• _DOCUMENT SECTION_:
+++++
I thought long and hard about the headline for this page.... "Vivian Vance: Queen of the Second Bananas" was one possibility, but then, I figured, Vance was second to no one when it came to comic reactions and line delivery. So no "second" in the headline of a tribute to her. I tried "Everyone Loves Vivian Vance," but it seemed both too much and not enough. Finally, I settled on the simple "A Tribute." This page will be a changing testament and homage to the power of Vance's many performances and her career, and how she conquered something most people wouldn't even talk about in the 1950s and 1960s -- mental illness -- and became a great supporter and an advocate for mental health, speaking to many people about her own story from the 1960s on. Something she said about her illness in a long-ago article stuck with me, and it bears repeating here:
"I love television and I enjoy the loot, but being successful is such a small drop in the bucket -- compared to feeling good -- that success can never be an obsession with me.... I'd always thought of myself as a calm person, while actually, I was a hysteric. I didn't know. I thought everyone felt this way all the time, the gnawing inside, the constant anxieties and fears. Unless you have been there, nobody can truly understand it. But that's my accomplishment in life, that I made it back. It was a long, agonizing pull, and I made it. Every day of my life I'm just grateful I didn't kill myself."
+++++
• _INFORMATION_:
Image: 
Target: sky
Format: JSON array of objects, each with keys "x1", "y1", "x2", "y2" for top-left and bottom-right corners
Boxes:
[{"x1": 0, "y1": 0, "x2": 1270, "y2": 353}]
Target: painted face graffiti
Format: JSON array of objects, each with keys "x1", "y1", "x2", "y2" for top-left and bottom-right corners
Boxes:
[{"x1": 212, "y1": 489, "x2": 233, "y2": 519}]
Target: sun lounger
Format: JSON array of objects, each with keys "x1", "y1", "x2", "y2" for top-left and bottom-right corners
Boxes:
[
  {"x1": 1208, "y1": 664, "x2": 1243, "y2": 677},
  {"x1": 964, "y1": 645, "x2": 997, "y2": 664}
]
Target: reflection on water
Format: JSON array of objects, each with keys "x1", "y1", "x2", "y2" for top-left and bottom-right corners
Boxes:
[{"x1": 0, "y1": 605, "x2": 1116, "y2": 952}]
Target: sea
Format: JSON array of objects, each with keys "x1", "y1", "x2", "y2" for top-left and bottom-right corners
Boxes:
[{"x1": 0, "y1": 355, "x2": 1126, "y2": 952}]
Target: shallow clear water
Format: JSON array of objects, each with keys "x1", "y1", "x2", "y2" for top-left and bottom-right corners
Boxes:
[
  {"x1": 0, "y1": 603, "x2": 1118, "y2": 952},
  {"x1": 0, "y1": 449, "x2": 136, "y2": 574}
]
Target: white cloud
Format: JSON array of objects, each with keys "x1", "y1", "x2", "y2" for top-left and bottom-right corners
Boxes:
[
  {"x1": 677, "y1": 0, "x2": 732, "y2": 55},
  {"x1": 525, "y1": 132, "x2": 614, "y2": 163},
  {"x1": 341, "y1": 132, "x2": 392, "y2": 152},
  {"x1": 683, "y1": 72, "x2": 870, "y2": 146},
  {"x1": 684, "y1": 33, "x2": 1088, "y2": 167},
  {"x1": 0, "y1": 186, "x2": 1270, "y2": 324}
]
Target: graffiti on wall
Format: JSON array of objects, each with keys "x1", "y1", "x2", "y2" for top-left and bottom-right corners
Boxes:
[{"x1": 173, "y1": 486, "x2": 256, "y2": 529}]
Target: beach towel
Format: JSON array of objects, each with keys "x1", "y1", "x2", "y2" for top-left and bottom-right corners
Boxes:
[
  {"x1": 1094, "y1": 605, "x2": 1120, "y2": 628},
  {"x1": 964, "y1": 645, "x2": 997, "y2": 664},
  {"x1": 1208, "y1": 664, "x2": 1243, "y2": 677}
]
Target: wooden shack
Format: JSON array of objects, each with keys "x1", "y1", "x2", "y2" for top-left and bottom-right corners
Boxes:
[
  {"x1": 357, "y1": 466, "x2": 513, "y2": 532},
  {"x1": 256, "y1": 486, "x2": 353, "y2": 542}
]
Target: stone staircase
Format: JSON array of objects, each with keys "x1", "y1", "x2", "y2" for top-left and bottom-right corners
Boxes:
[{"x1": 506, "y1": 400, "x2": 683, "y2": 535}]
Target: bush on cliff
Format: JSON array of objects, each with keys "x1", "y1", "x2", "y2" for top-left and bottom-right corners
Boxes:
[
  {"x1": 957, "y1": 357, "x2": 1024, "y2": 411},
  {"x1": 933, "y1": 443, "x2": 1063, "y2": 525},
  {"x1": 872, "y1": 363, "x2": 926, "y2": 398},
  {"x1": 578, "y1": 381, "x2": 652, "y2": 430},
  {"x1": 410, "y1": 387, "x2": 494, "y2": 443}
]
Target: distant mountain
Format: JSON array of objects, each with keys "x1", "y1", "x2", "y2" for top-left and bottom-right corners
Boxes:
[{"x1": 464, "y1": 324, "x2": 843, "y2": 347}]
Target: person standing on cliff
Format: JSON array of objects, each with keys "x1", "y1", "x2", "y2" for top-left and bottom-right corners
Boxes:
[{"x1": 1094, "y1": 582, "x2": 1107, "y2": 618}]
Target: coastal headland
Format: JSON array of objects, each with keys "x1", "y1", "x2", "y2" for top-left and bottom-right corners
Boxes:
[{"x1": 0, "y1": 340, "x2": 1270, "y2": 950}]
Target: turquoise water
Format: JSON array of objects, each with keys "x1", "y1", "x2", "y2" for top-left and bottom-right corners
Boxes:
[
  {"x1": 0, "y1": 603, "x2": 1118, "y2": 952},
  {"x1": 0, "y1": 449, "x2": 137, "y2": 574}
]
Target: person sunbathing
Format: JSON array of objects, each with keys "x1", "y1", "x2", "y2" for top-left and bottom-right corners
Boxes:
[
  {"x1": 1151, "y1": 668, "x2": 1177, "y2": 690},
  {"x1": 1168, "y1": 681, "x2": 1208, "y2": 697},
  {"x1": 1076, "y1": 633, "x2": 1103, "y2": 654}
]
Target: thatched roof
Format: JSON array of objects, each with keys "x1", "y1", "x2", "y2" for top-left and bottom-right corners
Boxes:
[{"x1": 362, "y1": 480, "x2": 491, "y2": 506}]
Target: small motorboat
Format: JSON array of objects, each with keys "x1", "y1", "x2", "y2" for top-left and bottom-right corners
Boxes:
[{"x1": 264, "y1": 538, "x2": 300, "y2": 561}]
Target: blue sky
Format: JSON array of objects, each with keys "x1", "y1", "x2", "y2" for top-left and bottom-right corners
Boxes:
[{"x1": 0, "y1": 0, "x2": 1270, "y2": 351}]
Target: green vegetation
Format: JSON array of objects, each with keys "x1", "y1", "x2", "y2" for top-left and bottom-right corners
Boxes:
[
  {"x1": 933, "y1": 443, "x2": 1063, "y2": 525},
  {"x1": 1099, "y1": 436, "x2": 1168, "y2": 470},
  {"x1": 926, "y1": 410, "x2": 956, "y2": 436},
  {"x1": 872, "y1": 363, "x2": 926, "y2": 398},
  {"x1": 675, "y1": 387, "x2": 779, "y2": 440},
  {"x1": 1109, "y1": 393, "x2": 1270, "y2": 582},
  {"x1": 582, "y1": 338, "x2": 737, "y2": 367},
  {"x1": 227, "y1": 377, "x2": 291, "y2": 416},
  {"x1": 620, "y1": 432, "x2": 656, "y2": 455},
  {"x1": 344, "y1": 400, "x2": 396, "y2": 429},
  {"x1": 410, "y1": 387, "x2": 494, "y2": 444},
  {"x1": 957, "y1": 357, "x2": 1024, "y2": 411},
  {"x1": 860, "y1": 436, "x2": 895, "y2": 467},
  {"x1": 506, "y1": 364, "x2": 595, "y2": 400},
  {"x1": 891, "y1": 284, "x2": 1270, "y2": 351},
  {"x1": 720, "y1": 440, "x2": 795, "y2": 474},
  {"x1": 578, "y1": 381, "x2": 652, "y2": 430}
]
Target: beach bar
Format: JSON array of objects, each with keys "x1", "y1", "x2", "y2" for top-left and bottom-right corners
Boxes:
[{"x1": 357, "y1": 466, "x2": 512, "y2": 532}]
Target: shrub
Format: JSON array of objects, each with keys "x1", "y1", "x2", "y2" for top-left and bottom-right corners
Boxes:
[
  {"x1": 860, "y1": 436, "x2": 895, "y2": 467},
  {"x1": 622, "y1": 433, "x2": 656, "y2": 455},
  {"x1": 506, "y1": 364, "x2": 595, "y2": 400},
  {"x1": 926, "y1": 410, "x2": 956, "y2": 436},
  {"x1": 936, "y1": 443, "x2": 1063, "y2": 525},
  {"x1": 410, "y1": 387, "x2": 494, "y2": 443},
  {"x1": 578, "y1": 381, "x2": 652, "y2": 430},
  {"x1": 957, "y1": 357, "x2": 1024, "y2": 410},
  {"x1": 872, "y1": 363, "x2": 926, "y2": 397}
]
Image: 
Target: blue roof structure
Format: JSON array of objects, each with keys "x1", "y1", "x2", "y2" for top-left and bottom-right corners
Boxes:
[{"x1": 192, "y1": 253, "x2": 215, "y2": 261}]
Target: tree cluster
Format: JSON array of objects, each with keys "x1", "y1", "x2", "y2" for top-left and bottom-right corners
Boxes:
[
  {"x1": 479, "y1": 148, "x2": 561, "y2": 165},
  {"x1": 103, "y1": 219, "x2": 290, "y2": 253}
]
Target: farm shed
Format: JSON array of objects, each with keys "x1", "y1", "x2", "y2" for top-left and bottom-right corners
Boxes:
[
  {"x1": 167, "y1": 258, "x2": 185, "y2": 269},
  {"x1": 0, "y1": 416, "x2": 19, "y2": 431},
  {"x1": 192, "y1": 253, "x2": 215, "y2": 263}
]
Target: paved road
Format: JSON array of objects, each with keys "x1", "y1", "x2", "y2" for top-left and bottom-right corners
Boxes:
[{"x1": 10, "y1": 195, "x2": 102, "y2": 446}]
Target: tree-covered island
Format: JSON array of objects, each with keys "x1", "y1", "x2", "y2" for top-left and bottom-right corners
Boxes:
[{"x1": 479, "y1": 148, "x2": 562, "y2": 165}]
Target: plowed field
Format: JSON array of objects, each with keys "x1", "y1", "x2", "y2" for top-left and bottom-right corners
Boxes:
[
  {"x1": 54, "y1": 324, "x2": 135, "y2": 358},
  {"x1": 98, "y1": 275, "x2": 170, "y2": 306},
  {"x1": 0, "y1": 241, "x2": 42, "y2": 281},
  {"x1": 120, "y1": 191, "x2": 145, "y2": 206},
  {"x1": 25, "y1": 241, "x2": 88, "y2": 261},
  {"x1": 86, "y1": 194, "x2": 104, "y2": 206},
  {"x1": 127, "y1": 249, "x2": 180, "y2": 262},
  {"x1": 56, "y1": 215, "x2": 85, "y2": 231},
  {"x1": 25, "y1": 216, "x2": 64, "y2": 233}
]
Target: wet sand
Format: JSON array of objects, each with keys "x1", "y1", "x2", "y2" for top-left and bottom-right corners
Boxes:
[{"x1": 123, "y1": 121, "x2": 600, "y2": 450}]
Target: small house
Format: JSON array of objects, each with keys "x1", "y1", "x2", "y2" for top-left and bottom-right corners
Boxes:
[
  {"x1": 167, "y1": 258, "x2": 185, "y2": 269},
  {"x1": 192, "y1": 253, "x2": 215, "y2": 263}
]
+++++
• _WHAT TO WORK ON_: In the tribute to Vivian Vance, what simple headline did the writer finally choose for the page?

• _EXPECTED ANSWER_: "A Tribute."